To do: What follows is a block of records; restate each one word for word.

Records shown Block Start

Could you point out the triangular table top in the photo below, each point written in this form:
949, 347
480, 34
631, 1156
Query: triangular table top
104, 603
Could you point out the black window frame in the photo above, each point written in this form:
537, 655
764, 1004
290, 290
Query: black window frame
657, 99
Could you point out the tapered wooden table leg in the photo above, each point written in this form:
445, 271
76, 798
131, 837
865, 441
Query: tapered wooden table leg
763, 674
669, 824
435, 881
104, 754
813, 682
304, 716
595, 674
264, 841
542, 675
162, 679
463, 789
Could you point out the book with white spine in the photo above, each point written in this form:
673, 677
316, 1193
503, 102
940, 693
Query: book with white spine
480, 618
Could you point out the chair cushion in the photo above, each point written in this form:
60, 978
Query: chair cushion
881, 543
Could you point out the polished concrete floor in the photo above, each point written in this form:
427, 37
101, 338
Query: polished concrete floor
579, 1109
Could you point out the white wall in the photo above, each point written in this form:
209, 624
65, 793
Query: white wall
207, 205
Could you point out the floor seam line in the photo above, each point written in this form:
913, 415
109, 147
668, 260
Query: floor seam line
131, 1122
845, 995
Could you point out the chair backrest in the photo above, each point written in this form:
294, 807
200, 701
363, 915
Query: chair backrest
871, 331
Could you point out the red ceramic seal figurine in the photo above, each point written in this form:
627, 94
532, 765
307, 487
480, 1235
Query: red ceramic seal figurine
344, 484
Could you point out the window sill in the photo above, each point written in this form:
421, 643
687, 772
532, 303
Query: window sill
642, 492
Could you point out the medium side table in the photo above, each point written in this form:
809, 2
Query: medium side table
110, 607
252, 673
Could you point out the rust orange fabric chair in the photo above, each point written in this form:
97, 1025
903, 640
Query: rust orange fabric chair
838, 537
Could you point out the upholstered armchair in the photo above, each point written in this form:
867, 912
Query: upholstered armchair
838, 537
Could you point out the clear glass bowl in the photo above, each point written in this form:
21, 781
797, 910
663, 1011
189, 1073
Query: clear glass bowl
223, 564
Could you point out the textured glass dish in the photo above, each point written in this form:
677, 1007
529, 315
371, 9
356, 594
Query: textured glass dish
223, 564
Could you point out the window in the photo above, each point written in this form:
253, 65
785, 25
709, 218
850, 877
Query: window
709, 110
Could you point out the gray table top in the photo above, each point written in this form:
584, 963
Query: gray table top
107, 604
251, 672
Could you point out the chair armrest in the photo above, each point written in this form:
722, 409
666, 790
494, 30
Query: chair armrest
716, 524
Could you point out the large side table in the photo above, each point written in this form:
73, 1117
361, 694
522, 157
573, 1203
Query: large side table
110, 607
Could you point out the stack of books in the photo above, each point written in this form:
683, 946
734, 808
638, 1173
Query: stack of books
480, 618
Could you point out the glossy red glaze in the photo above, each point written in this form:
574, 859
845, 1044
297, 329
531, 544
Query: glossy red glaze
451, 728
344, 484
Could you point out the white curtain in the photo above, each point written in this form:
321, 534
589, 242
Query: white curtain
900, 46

Records shown Block End

The answer:
Could you point out the triangular table top in the photo below, each point written in this form:
949, 347
480, 34
631, 1156
Query: triangular table top
104, 603
Could you point out the black window frame in the photo above, each point written in this form:
537, 655
764, 1004
290, 290
Query: black window frame
657, 99
Could you point out the tapered wooden table leg in the photo above, each point written in this form:
445, 271
76, 798
131, 837
865, 441
Query: tapered wooden table leg
763, 674
669, 824
435, 881
104, 754
813, 682
304, 716
595, 674
264, 841
542, 675
162, 679
463, 789
Could you point out the book with white spine in the photo above, each point written in this form:
673, 677
316, 1193
503, 102
940, 693
Query: book with white spine
480, 618
Could you point out the chair cushion in the photo above, each point written in this form:
60, 978
Query: chair cushion
881, 543
Could you point out the polished concrete floor in the photo above, each point written in this form:
427, 37
101, 338
Query: polished concrete floor
579, 1109
Could you point out the white wall in the photo above, each point written in this form:
209, 624
65, 793
Query: white wall
207, 205
Could you point out the floor seam line in the photo above, each point written in this form:
913, 415
109, 147
668, 260
Query: floor seam line
131, 1122
845, 995
Could you point out the chair backrest in the photo above, each point written in this form:
294, 807
200, 701
363, 915
Query: chair backrest
871, 331
Could you point out the red ceramic seal figurine in the photo above, each point written in this form:
627, 94
532, 765
307, 487
480, 1235
Query: red ceramic seal figurine
344, 484
Could you point out the window sill in the photo above, each point written in this form:
421, 643
687, 772
532, 303
Query: window sill
642, 492
Could you point out the medium side table in the photo above, each point written in this form:
809, 2
Query: medium side table
110, 607
252, 673
Could you point out the rust orange fabric chair in the photo above, each point written in this form:
97, 1025
903, 640
Query: rust orange fabric chair
838, 537
Could you point out the upholstered armchair in the photo above, each point written in this form:
867, 912
Query: upholstered armchair
838, 537
Could you point out the clear glass bowl in the photo above, each point written in this form:
21, 781
797, 910
663, 1011
189, 1073
Query: clear glass bowl
223, 564
Could you point out the textured glass dish in the photo above, each point written in this form:
677, 1007
529, 315
371, 9
356, 594
Query: textured glass dish
223, 564
Could you point out the window in the photo above, each point written in this form:
253, 65
785, 25
709, 218
850, 877
Query: window
709, 110
Could you point out the gray table top in the photo above, each point written in this form:
584, 963
Query: gray table top
107, 604
251, 672
Could you point out the chair armrest in the photo above, each point written in this form:
722, 409
666, 790
494, 30
Query: chair armrest
716, 524
Could you point out the large side table in the photo above, each point written in this form:
73, 1117
361, 694
522, 157
573, 1203
Query: large side table
110, 607
Could you point out the stack of books in the photo above, each point written in this form:
683, 946
734, 808
638, 1173
Query: stack of books
480, 618
Could you point out the glossy red glaze in the photo above, each point written in this form:
574, 859
845, 1044
297, 329
531, 544
Query: glossy red glaze
451, 728
344, 484
Could you point out the white curtain in the photo above, each point written in this form:
321, 534
589, 242
Query: white curtain
900, 46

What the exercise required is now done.